Excerpted passage:
Tuesday, November 1, 2011

{ paradigm interrupted } ~ austin area photographer

The thought landed in my mind much earlier this month, the solid and unavoidable truth of the answer crashing in right behind.

"If I were to lose my job today, what have I been building?"

I think a few of you actually have tried to make plans with me or arrange times to speak on the phone and the answer has always been the same "Oh I can't, I'm working." I am a hard worker, I don't really know how to give things less than my all when I am committed. Never before had I realized though that the all I have been giving is earning me only a meager paycheck, nothing of lasting value. Yes, money is required to take care of my girls and essential to living a comfortable life. However, my girls are growing up fast and my lifestyle is still a struggle financially at times, so why pour myself into this large company and have no time for the loves of my life?.... I could only reel in shock of what I was facing. There has to be more, where I spend my time has to mean more, it has to make some kind of lasting impact or I just can't rationalize being away from my girls and people I care about so often.

Planning went into motion and I began to meditate and consider what truly matters and what I would see as a valuable route for my time spent away as well as earning money to support my girls. My answer is much longer than any blog post I've ever composed, I want to do everything and anything that matters, I want to share my life and the things I have learned, and I want to become a student, a sponge, continuing to broaden my mind and experiences. I want to live.

Supplied data:
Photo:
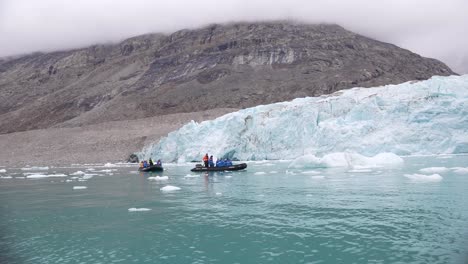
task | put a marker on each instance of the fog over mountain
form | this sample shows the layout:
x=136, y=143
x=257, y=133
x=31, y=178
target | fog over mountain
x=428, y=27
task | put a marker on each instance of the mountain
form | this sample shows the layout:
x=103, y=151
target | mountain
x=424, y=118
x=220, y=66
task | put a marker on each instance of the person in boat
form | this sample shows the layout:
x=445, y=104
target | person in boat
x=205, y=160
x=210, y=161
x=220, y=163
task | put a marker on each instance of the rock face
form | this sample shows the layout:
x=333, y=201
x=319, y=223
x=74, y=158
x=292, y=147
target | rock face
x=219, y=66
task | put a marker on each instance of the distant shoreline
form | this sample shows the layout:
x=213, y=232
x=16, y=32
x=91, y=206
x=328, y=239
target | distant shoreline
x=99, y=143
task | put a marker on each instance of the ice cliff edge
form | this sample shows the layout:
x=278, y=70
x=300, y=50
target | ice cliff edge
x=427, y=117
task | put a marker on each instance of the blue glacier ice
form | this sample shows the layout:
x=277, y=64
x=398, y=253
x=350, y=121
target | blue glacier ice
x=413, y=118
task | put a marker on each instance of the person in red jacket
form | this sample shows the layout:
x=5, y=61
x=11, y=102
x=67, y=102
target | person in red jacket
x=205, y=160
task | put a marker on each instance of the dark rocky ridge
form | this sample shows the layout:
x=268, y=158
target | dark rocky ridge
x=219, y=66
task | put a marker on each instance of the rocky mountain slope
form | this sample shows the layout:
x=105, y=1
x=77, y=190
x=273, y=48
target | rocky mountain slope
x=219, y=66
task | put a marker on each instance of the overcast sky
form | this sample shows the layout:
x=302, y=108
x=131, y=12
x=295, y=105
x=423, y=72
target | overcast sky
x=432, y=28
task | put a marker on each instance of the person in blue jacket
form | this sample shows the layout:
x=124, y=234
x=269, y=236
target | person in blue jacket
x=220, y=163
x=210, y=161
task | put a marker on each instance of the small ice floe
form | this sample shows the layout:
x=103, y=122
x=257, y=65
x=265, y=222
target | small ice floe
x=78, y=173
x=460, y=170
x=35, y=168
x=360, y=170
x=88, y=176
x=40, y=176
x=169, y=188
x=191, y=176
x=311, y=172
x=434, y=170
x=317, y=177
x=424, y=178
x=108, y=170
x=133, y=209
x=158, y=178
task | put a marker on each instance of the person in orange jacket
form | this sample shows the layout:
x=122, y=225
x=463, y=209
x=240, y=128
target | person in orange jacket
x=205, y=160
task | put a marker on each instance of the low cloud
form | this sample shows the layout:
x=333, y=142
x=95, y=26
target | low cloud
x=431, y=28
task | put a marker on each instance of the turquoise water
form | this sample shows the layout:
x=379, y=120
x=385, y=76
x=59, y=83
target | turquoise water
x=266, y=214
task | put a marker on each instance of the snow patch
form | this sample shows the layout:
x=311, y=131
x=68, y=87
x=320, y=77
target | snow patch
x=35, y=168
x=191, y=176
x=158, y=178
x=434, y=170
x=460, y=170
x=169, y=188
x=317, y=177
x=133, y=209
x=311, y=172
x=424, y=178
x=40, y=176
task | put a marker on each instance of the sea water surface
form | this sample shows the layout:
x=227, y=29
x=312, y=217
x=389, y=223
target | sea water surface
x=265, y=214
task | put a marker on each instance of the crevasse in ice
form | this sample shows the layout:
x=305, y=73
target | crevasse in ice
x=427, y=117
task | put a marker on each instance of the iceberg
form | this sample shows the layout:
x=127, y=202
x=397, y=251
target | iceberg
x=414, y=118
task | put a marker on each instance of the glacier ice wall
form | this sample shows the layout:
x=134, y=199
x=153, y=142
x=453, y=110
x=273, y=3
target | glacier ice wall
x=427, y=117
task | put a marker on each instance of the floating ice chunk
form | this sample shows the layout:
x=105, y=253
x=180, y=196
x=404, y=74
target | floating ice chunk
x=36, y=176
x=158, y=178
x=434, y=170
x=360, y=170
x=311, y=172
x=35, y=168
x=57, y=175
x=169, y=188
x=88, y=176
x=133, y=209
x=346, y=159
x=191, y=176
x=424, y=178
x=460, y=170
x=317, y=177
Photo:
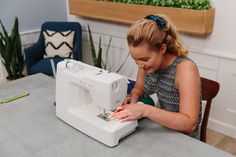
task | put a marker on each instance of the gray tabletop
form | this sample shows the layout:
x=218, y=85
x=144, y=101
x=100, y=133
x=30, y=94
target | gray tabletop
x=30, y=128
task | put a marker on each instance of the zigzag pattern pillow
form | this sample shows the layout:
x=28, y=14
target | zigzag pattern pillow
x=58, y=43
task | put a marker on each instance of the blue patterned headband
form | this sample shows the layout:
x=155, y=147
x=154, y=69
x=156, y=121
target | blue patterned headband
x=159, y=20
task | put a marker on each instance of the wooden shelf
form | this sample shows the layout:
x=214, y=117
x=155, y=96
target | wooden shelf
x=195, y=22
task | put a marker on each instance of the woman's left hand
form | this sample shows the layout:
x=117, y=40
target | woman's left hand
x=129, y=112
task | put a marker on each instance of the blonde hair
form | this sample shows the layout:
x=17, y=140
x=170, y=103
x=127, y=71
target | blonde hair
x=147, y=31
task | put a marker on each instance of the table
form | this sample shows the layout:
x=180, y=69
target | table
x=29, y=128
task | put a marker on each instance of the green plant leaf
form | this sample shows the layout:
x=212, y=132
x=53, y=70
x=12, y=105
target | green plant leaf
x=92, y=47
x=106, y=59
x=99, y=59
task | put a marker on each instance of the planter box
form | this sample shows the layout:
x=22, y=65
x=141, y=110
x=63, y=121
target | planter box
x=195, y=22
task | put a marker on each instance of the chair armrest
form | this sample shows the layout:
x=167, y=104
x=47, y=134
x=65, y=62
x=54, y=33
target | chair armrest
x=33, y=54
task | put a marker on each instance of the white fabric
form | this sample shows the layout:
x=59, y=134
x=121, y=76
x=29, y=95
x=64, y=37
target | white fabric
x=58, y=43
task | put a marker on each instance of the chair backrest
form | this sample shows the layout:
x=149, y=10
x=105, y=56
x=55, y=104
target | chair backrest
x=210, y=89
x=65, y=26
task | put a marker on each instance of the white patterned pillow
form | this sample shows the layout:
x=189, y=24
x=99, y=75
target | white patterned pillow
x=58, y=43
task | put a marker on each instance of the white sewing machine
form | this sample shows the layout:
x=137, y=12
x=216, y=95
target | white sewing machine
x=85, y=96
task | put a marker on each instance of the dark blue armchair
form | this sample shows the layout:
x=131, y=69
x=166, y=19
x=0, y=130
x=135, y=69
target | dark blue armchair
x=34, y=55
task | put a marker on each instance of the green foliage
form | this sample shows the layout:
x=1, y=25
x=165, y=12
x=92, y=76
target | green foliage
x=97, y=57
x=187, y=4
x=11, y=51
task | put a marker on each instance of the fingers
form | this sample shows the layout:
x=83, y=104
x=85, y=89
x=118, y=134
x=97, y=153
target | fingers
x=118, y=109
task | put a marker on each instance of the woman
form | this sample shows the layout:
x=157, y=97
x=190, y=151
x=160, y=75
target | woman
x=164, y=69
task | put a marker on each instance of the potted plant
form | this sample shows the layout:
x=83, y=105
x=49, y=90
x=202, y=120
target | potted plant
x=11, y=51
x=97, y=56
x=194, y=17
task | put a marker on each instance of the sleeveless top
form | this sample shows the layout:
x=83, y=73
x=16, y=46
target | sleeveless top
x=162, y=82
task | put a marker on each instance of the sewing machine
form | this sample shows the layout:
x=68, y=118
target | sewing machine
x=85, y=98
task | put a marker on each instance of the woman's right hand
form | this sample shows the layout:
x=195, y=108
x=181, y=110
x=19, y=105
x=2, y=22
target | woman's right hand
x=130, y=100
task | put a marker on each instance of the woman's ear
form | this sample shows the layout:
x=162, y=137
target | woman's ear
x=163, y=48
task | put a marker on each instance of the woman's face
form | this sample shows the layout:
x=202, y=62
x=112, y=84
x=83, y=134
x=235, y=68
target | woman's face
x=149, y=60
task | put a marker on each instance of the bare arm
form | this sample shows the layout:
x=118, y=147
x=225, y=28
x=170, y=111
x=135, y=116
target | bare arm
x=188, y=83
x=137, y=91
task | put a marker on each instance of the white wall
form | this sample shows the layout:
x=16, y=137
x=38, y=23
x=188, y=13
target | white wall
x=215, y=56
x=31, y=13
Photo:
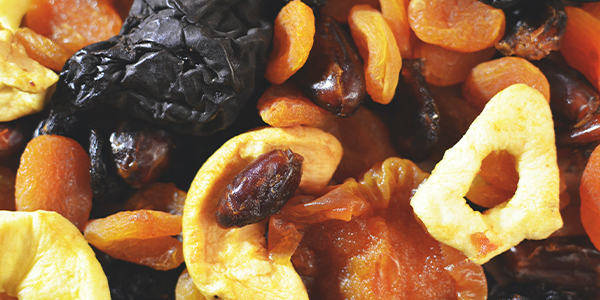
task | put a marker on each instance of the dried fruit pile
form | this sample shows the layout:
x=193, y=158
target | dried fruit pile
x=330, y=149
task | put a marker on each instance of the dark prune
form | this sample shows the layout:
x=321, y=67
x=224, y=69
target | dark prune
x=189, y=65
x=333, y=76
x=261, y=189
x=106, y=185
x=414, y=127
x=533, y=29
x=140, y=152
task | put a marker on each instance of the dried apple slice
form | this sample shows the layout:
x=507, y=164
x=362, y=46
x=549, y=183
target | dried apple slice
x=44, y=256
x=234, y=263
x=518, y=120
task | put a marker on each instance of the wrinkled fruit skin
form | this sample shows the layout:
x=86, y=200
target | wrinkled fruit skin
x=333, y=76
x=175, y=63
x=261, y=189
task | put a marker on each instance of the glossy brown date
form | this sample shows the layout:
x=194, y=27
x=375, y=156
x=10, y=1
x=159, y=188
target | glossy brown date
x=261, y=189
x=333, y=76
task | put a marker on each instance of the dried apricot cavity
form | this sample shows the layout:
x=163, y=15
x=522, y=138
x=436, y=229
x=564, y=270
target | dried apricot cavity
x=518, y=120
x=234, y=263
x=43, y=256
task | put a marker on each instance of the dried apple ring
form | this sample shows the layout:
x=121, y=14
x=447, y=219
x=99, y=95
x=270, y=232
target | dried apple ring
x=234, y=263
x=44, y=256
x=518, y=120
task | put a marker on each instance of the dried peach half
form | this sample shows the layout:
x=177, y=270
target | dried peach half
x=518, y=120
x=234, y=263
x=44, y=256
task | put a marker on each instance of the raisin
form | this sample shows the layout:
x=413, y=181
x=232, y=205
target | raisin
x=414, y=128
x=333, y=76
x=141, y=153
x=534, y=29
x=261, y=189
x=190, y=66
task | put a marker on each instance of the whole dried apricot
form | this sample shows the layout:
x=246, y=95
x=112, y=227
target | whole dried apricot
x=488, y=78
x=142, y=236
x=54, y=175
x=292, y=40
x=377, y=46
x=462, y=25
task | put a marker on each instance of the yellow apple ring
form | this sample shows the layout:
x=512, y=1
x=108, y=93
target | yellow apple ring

...

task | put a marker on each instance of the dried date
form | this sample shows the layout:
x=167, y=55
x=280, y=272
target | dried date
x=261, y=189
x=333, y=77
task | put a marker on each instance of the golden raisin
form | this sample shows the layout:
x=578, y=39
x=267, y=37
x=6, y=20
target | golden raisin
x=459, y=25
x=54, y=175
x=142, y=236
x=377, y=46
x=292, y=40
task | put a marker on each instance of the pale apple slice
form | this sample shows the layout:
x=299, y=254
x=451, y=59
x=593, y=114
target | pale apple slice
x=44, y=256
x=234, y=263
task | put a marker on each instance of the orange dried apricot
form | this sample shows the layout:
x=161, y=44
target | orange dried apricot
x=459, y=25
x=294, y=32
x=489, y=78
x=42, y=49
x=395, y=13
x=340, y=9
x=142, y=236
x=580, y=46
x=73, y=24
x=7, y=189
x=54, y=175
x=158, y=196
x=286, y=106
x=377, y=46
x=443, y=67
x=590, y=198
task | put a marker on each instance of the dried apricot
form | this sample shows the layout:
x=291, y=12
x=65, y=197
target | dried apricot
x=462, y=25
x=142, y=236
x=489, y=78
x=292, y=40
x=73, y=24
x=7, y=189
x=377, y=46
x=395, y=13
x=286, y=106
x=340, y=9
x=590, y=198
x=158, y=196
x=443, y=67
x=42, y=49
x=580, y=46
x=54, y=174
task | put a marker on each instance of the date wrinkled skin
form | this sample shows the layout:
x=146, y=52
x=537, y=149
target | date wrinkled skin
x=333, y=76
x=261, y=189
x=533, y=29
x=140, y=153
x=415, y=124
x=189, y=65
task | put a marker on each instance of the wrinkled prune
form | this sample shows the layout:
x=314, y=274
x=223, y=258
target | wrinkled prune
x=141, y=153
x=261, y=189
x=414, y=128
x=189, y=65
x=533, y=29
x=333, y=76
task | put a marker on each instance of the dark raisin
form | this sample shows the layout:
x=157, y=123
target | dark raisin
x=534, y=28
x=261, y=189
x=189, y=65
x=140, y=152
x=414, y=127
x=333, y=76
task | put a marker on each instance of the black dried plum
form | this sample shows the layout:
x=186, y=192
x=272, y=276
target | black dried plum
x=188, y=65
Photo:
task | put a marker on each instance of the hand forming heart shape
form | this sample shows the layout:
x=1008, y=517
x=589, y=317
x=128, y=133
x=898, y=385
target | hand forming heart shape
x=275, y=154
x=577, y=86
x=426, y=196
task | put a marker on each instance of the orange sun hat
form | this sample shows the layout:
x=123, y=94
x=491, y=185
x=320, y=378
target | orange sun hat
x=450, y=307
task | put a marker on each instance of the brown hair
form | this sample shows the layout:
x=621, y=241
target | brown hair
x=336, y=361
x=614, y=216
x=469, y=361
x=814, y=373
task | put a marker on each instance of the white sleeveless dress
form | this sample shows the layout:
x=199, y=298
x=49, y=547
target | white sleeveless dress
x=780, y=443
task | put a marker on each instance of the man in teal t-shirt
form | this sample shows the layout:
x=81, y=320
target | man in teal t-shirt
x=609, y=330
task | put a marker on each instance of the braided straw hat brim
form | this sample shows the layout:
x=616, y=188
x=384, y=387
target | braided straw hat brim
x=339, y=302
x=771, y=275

---

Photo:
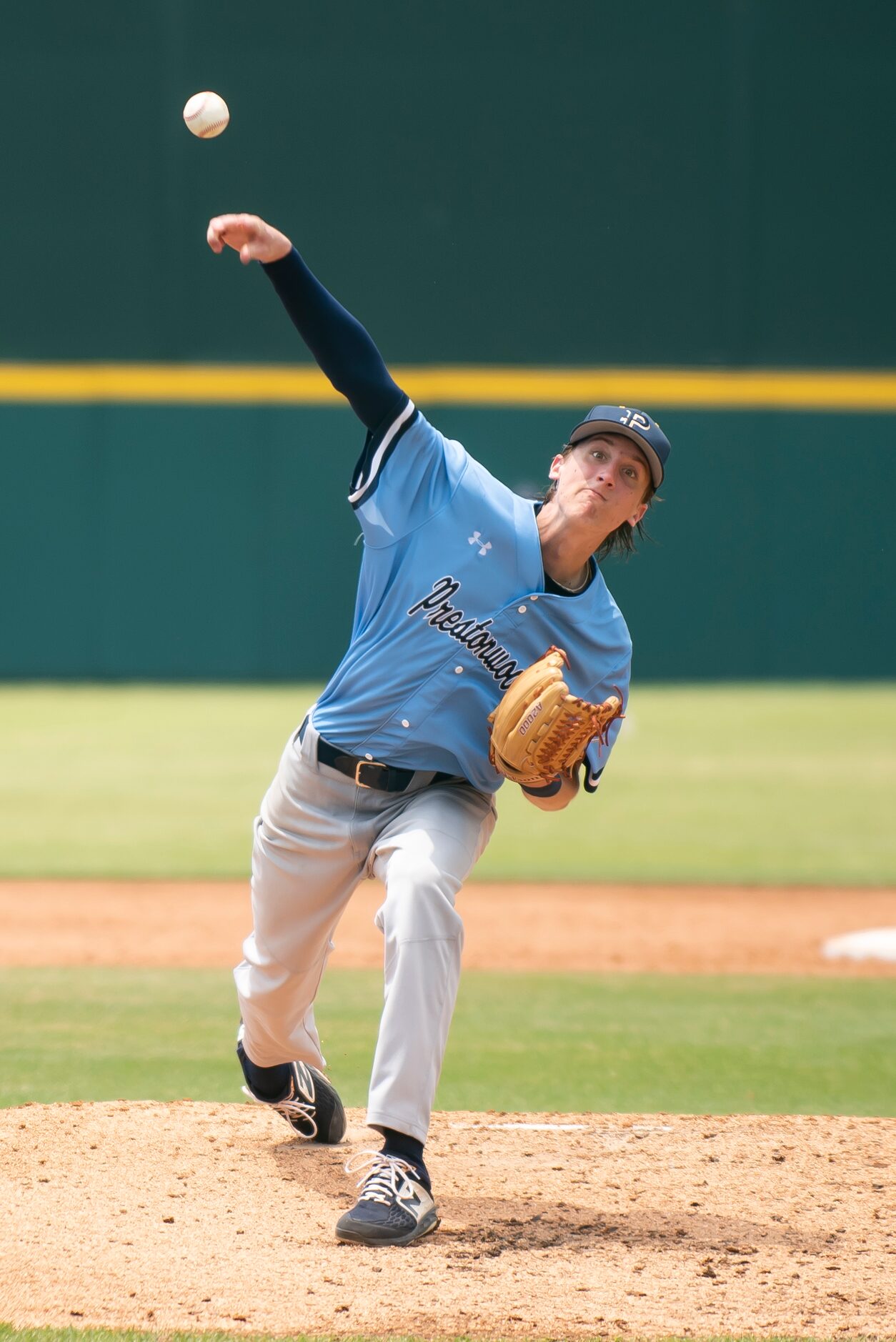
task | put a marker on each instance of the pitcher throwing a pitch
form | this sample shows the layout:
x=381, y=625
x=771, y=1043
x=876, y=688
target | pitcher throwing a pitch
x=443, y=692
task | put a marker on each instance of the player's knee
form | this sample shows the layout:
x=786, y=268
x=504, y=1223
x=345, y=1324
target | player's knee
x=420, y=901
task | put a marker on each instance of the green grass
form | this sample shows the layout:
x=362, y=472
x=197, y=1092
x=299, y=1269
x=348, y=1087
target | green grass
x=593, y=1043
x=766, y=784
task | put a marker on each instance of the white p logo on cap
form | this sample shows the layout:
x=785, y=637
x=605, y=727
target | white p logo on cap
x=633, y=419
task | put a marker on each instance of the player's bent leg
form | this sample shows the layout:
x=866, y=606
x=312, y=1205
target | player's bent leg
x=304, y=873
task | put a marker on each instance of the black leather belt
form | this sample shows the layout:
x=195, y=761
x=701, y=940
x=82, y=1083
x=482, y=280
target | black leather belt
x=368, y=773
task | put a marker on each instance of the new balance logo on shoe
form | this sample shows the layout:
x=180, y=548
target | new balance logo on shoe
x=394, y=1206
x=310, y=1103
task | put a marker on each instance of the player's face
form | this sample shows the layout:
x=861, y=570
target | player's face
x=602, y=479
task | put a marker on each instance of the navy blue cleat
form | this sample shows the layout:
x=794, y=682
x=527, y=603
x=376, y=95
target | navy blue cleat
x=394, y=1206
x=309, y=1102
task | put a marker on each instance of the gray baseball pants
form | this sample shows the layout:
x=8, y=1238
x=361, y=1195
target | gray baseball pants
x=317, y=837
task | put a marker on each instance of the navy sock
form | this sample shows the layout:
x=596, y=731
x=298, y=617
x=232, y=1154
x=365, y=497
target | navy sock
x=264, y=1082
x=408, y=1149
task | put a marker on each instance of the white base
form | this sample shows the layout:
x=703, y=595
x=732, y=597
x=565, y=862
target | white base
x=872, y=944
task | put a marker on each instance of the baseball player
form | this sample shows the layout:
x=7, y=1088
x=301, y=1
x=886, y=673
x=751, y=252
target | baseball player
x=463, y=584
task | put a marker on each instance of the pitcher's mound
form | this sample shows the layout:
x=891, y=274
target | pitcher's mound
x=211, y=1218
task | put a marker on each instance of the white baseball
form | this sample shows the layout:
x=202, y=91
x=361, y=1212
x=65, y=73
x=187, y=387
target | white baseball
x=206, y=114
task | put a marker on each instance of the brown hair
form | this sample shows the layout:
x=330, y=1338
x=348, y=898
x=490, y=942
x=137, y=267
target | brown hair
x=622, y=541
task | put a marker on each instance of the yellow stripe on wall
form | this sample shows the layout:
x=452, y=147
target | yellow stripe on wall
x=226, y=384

Task requirements:
A) In the blog post about reconsidering time spent at work, what question landed in the writer's mind earlier in the month?
B) Extend the blog post about reconsidering time spent at work, picking up right after its final sentence.
The items are separate material from the blog post.

Expected results:
A) "If I were to lose my job today, what have I been building?"

B)
As you all might be wondering what rash things I have done or gripping your chairs with anxiety over my seemingly silly free spirit, fear not, I have work and I am able to earn money to support my babies and pursue the field(s) I truly desire. Because of how much I was working, my doula studies have taken a back seat, that will no longer be the case, I am going to finish that and begin taking clients as soon as possible. Also in the spring I am going to train as a yoga instructor so that I might also incorporate yoga in my doula packages and perhaps private lessons and classes for non pre-natal clients. Already I have been practicing yoga daily and focusing myself on diet and wellness, I feel amazing and like the light in my life has been switched back to "On."

Look forward to more pictures and writing as I will actually have time now to invest in my writing and photography again!! Love you all and appreciate those of you who I have spilled this to previously who help me see my strength and opportunities.

signblog

3 comments:

Lisa M. said...

Awesome! I sm glad you have a clearer vision for your lives;)

Daria - Boutique Cafe said...

Amelia, I have long worried about you burning yourself out. I'm happy to hear that you have such a great plan, that also allows you to do something you love. Happy for you and I know that great things will follow. You're amazing!

XOXO

*reyanna* said...

Sounds great! Sounds like a great track for your life! :-)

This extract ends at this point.